Ces chiffres n’incluent pas les personnes décédées de maladies, suite à la perte d’accès à l’eau, à la nourriture et aux infrastructures et/ou pour d’autres conséquences indirectes de la guerre. L’AFSC (American Friends Religious Society, un institut de recherche financé par le mouvement religieux des Quakers) estime à 360’000 le nombre de personnes mortes pour ces causes «indirectes» liées à la guerre en Afghanistan.

Frais pharaoniques

Depuis 2001, les Etats-Unis ont dépensé 2261 milliards de dollars pour financer la guerre en Afghanistan, la plus grande partie à crédit. Au total, les conflits de ces deux décennies de la «guerre globale contre la terreur» (Afghanistan, Irak, Pakistan, Syrie, Yémen, Philippines, Mali, Somalie et autres) ont coûté 6400 milliards de dollars aux Etats-Unis. Soit en gros dix fois le montant que cet Etat a dépensé pour l’aide au développement dans le monde.

○ ○ ○

● TRAVAIL DEMANDÉ:
1. Traduisez en anglais cette phrase de l'extrait sur le coût de la guerre en Afghanistan : « Depuis 2001, les Etats-Unis ont dépensé 2261 milliards de dollars pour financer la guerre en Afghanistan, la plus grande partie à crédit. »
2. Poursuivez le texte sur le coût de la guerre en Afghanistan à partir de sa dernière phrase.
Le matériau présenté plus bas n'intervient pas ici.

○ ○ ○

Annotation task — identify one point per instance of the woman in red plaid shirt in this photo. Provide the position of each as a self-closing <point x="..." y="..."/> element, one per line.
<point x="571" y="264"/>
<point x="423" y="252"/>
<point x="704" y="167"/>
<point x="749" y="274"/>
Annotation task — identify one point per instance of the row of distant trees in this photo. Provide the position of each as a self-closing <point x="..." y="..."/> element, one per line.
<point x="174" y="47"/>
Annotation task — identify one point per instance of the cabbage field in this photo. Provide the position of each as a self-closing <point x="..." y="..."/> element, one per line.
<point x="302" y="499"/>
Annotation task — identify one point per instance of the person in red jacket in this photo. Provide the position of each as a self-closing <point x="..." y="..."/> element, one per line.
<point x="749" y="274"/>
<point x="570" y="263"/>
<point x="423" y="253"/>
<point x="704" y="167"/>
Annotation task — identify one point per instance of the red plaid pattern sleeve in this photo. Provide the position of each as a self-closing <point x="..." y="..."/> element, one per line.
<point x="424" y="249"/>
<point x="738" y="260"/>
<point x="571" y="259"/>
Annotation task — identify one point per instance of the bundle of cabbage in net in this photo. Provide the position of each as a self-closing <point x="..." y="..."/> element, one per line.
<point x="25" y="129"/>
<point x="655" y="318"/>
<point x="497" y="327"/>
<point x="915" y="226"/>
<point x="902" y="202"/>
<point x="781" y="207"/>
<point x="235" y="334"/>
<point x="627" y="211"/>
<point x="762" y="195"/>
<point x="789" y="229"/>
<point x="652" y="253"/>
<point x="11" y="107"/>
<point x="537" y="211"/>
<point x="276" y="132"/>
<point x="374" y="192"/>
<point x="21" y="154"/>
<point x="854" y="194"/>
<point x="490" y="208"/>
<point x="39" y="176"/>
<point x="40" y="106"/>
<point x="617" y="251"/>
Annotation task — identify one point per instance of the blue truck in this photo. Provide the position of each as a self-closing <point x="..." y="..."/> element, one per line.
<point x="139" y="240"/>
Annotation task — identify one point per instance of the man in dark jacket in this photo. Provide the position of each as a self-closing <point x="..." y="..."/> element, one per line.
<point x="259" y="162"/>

○ ○ ○

● RÉPONSES ATTENDUES:
1. Since 2001, the United States has spent $2,261 billion to finance the war in Afghanistan, most of it on credit.

2.
Entre 2001 et 2017, les émissions de gaz à effets de serre de l’armée américaine se sont élevées à 1,2 milliard de tonnes. Un chiffre supérieur aux émissions d’un pays industrialisé comme la Suisse durant la même période.

Armement helvétique

Comme dans beaucoup d’autres conflits, parmi les principaux bénéficiaires, on relève les fabricants d’armes et leurs actionnaires. Parmi ceux-ci, limitons-nous à en signaler deux actifs en Suisse, pays ayant une longue tradition d’exportations guerrières (les troupes mercenaires sous l’Ancien régime et les produits des industries d’armement du siècle dernier ). Ainsi l’habituel Pilatus de Stans (entreprise fondée en 1939 par le fabricant de canons Emil Bührle), avec les quarante P-12 fournis aux armées de l’air américaine et afghane. Ces avions ont été exportés comme matériel civil aux Etats-Unis où, au su du SECO de la Confédération, ils ont été armés et envoyés dans différents théâtres de la «guerre contre la terreur», une douzaine en Afghanistan.

La MOWAG de Kreuzlingen a aussi profité de la guerre, avec les blindés Piranha vendus notamment à l’armée danoise, qui les aurait utilisés en Afghanistan. La statistique de l’ensemble des armes suisses fournies aux armées de l’OTAN engagées dans la guerre en Afghanistan reste à faire.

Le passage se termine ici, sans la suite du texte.